Beginning with the line containing "Objective — one point on each instance of the black" and ending with the last line, repeat the records exactly.

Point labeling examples
^^^^

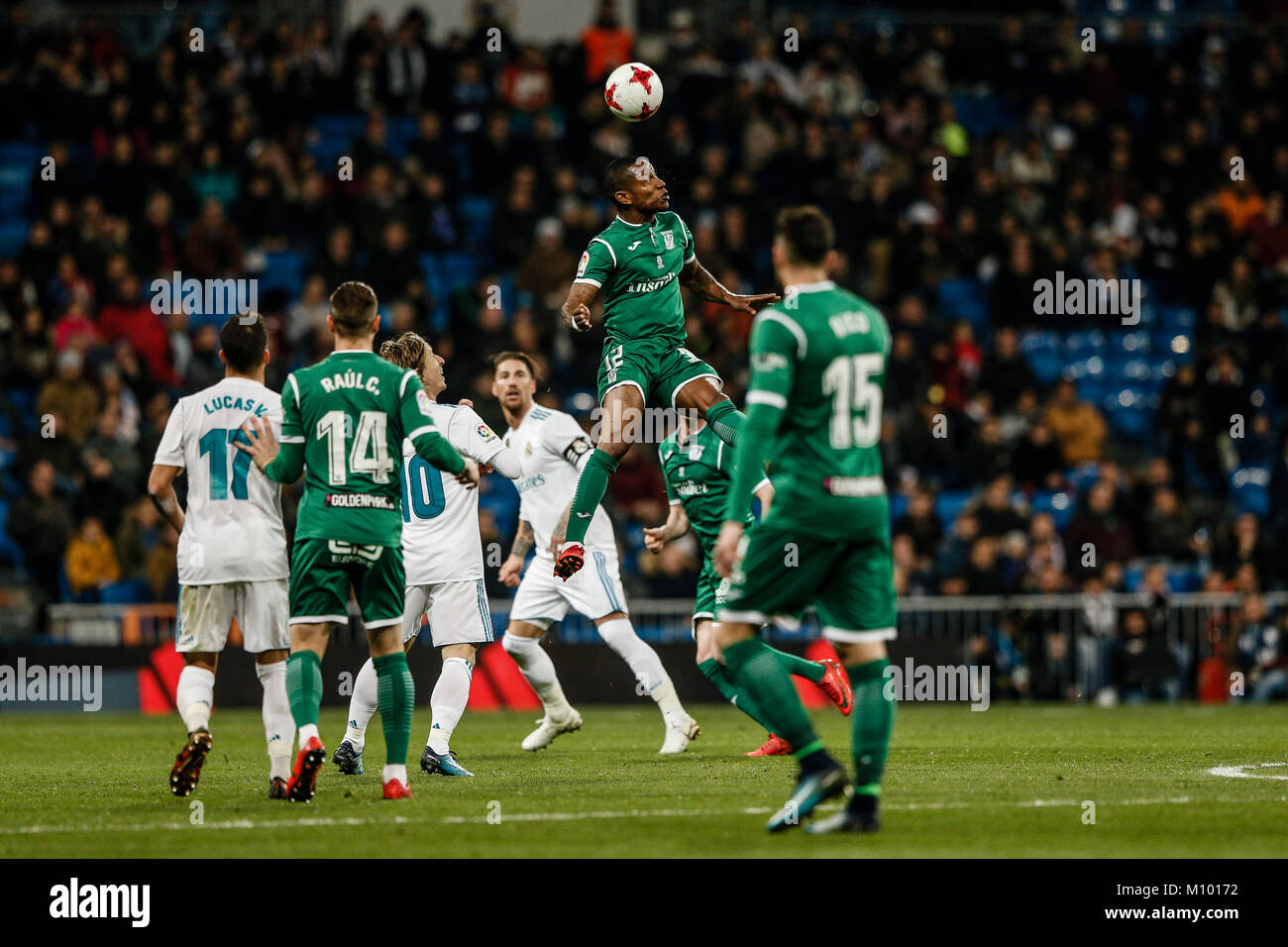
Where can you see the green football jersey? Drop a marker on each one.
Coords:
(698, 476)
(351, 411)
(638, 268)
(819, 356)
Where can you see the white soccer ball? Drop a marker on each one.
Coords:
(632, 91)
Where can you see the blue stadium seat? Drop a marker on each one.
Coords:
(1083, 475)
(127, 592)
(948, 505)
(898, 506)
(1180, 318)
(455, 270)
(283, 269)
(1249, 489)
(14, 189)
(477, 215)
(13, 235)
(1059, 504)
(11, 552)
(21, 155)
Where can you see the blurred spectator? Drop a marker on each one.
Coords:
(90, 560)
(1077, 425)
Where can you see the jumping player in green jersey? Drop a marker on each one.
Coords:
(818, 367)
(640, 261)
(343, 425)
(696, 466)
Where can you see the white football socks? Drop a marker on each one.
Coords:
(447, 702)
(307, 732)
(278, 723)
(362, 705)
(194, 696)
(645, 665)
(539, 671)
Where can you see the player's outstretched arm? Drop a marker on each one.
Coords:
(696, 278)
(513, 567)
(765, 493)
(279, 463)
(675, 526)
(161, 489)
(576, 309)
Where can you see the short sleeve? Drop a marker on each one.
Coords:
(690, 252)
(777, 343)
(472, 436)
(596, 264)
(292, 428)
(170, 450)
(413, 407)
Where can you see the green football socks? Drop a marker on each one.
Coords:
(590, 489)
(755, 671)
(304, 686)
(874, 719)
(397, 698)
(725, 420)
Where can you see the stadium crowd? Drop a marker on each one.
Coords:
(1014, 441)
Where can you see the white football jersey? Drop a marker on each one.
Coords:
(550, 446)
(441, 518)
(232, 530)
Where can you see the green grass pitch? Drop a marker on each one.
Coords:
(1010, 781)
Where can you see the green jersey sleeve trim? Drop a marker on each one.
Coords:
(786, 321)
(595, 265)
(292, 427)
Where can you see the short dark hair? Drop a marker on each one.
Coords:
(617, 175)
(353, 307)
(807, 234)
(518, 357)
(244, 341)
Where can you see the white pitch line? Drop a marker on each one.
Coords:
(1236, 772)
(325, 822)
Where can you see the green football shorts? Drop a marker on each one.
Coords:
(784, 571)
(712, 591)
(658, 369)
(322, 573)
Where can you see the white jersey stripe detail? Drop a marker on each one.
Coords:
(771, 398)
(774, 316)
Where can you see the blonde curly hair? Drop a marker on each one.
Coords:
(407, 351)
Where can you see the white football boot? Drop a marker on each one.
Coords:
(550, 727)
(679, 731)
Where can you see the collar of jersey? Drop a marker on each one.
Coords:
(820, 286)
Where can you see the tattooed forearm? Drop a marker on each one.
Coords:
(696, 278)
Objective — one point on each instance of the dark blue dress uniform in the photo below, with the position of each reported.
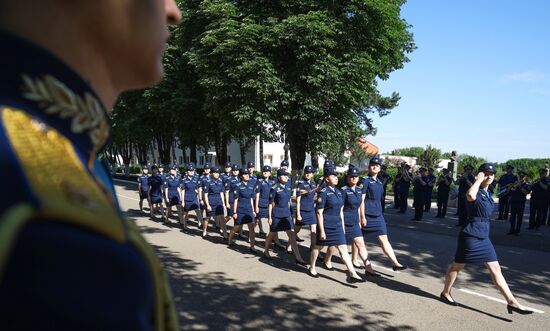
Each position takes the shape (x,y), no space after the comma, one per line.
(373,190)
(172,184)
(155,184)
(474,245)
(504,199)
(539,201)
(517,207)
(443,190)
(281,219)
(69,260)
(214,189)
(306,192)
(244,192)
(191,187)
(143,181)
(331,200)
(263,187)
(352,201)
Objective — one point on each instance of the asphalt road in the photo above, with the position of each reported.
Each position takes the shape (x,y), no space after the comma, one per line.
(218,288)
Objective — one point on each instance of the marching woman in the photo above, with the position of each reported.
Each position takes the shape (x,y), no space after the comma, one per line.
(155,192)
(372,217)
(474,245)
(330,226)
(190,196)
(214,199)
(279,216)
(172,192)
(305,208)
(263,190)
(243,208)
(353,199)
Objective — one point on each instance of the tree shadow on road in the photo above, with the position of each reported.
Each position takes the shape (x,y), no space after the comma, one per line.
(214,301)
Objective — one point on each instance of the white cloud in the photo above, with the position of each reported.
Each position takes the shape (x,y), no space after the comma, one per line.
(524,77)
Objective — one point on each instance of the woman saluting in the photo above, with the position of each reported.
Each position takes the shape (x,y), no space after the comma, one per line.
(474,245)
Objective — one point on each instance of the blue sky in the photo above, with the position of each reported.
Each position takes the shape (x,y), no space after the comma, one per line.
(479,82)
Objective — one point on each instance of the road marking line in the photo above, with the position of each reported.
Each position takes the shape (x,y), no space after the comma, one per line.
(123,196)
(496,299)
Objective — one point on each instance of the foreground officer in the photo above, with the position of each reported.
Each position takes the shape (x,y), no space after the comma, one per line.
(443,188)
(143,188)
(69,260)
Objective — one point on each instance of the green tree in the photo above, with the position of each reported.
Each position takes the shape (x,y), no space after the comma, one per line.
(430,157)
(415,151)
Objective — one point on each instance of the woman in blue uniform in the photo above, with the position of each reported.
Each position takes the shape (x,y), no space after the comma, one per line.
(353,199)
(155,192)
(305,207)
(143,188)
(474,245)
(372,217)
(279,217)
(263,189)
(330,226)
(190,196)
(172,191)
(243,208)
(214,199)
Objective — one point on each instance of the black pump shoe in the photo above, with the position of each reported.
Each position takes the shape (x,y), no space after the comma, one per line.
(447,301)
(396,268)
(350,279)
(518,310)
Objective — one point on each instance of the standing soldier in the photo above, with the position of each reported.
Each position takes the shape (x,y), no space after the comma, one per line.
(190,196)
(214,200)
(143,188)
(385,179)
(443,188)
(504,182)
(419,193)
(539,202)
(466,181)
(404,186)
(263,189)
(396,181)
(70,260)
(155,192)
(203,180)
(430,182)
(518,196)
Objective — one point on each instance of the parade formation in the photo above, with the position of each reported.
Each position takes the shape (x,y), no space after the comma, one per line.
(338,217)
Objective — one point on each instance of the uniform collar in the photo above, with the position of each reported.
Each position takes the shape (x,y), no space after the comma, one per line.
(36,81)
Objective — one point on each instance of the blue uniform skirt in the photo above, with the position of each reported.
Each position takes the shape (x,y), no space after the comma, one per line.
(156,198)
(472,249)
(376,226)
(244,217)
(309,217)
(191,205)
(333,231)
(217,210)
(262,212)
(281,224)
(174,200)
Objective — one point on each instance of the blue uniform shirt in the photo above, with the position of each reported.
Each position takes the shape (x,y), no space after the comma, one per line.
(331,200)
(280,196)
(263,186)
(373,190)
(191,187)
(245,193)
(214,188)
(143,181)
(352,202)
(306,199)
(172,183)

^^^^

● **EXERCISE ANSWER**:
Objective — one point on each instance of the black pump shoe in the photo above, with the position of each reported.
Each position takes the shape (x,y), no space after the comma, one per line.
(447,301)
(396,268)
(350,279)
(518,310)
Objective — one point on each instance of the standing soldier in the photo above, with the position of each reported.
Each position takes the shape (x,y), no space after the comma, one per line.
(190,196)
(214,200)
(143,188)
(385,179)
(443,188)
(504,182)
(419,193)
(539,202)
(466,181)
(404,186)
(263,189)
(396,181)
(70,260)
(155,192)
(203,180)
(430,182)
(518,196)
Objective — one point on each instance of the parade formation in the photo above, with the position of each reported.
Each position takes the shape (x,y), no space after the comma, one per line.
(338,217)
Objective — one point on each instance of the uniform collar in the photo above, with the position of each reported.
Each position takes the shape (x,y), no space after the comma, one per line.
(36,81)
Objective — one point on each instance of the blue uniform skirt in the photo above, with the position of each reported.
Each position takes the shape (x,y), no space after the comma, one per line.
(156,198)
(472,249)
(376,226)
(244,217)
(309,217)
(191,205)
(333,231)
(217,210)
(262,212)
(281,224)
(174,200)
Objective — one point on each instance of the blue uniform shirt in the photo above, with the position of each reported.
Each position takes the shape (x,y), no space after the comma, one per line.
(331,200)
(280,196)
(263,186)
(373,190)
(191,187)
(245,193)
(214,188)
(143,181)
(352,202)
(306,199)
(172,183)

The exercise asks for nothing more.